* Your objective *
Locate every line in the records below that contains the word "field", and copy each such line in full. Treat uppercase and lowercase letters as distinct.

# # # # # # #

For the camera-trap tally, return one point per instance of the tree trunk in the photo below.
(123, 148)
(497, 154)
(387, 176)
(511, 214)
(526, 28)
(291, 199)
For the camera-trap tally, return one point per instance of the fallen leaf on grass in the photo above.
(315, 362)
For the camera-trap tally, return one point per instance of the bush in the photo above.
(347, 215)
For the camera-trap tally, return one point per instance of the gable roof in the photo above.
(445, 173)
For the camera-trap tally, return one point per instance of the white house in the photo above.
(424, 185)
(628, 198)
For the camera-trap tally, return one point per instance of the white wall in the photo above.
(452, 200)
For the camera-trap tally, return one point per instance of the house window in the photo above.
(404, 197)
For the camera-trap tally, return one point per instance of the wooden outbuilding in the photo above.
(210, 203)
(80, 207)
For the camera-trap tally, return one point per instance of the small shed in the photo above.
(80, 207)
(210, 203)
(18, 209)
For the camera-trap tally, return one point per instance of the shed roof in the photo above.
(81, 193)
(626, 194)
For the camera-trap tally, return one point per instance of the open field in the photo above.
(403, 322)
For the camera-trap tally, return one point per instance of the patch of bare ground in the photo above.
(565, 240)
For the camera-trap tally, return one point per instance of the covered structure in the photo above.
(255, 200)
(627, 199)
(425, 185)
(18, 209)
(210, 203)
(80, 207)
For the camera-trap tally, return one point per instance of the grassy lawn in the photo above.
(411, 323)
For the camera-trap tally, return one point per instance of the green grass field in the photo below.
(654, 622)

# # # # # # #

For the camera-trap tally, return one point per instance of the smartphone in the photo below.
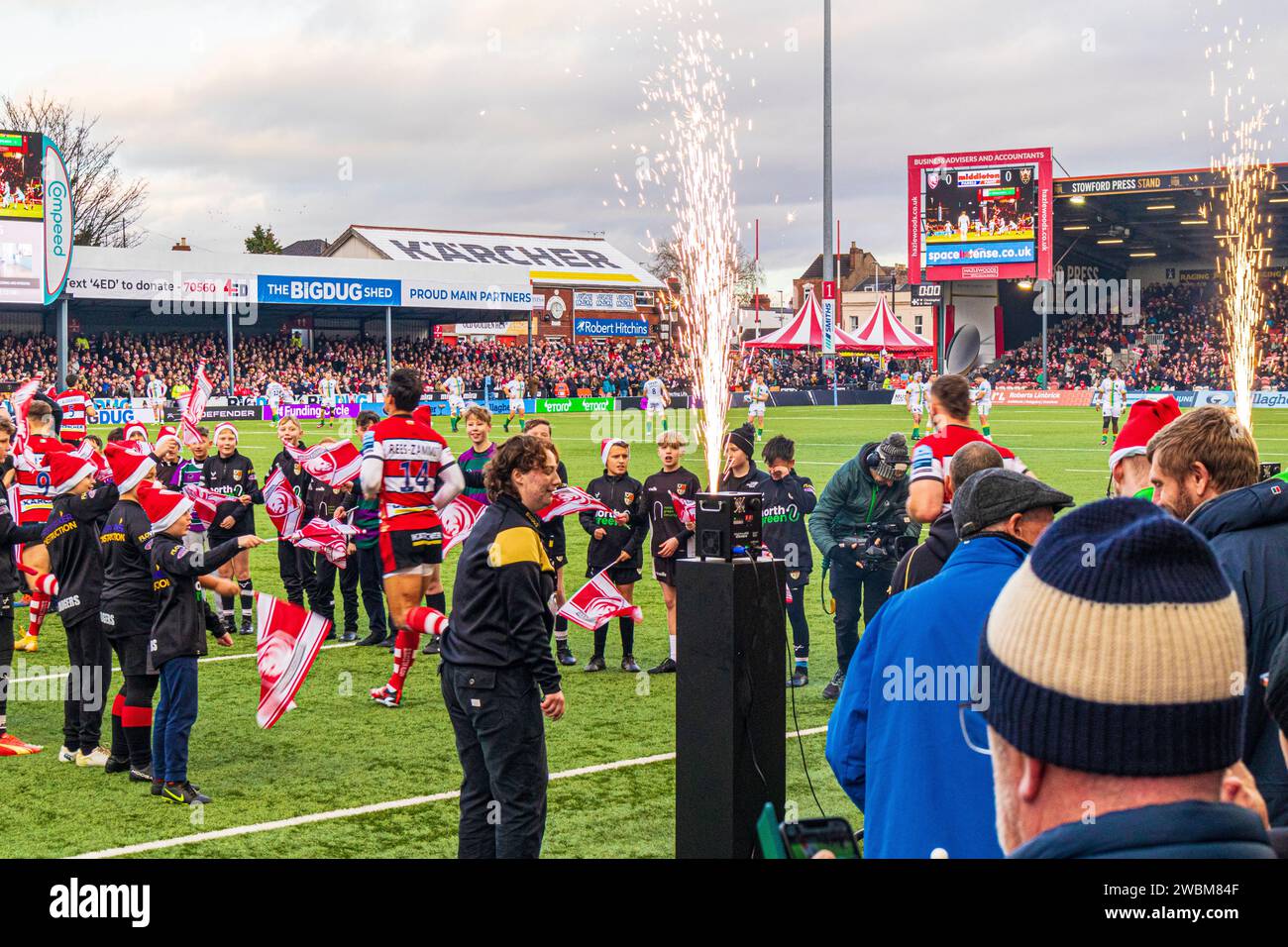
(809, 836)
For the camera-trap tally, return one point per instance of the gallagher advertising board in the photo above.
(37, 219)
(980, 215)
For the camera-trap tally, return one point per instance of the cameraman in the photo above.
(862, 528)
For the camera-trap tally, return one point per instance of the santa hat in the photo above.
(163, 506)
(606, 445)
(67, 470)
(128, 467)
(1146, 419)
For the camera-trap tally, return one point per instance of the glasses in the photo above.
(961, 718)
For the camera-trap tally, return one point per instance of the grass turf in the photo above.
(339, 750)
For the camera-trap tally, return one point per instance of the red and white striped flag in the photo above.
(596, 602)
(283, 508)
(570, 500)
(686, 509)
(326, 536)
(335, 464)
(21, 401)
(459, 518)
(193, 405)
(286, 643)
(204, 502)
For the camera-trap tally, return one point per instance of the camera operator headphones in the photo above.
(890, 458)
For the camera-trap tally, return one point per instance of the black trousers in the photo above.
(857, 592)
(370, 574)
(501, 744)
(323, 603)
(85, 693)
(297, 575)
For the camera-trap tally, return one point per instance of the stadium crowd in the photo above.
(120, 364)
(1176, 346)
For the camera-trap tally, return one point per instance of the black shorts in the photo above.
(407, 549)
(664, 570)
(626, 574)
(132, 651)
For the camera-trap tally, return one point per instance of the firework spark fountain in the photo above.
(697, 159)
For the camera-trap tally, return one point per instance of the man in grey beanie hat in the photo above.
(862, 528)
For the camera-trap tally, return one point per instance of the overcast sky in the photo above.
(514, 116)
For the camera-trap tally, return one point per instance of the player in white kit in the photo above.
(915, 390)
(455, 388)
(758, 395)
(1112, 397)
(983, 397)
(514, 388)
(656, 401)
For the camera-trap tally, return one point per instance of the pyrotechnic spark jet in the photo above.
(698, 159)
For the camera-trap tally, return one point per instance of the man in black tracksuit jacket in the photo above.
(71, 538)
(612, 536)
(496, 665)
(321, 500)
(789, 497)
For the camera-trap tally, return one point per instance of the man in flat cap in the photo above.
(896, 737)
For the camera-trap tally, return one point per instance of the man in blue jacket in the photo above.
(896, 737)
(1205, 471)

# # # # # # #

* The response *
For the camera-trap tally, return one point per instance of the open field in the photo above.
For the camera-trap tally, return one point per instance of the green grass field in the photo below.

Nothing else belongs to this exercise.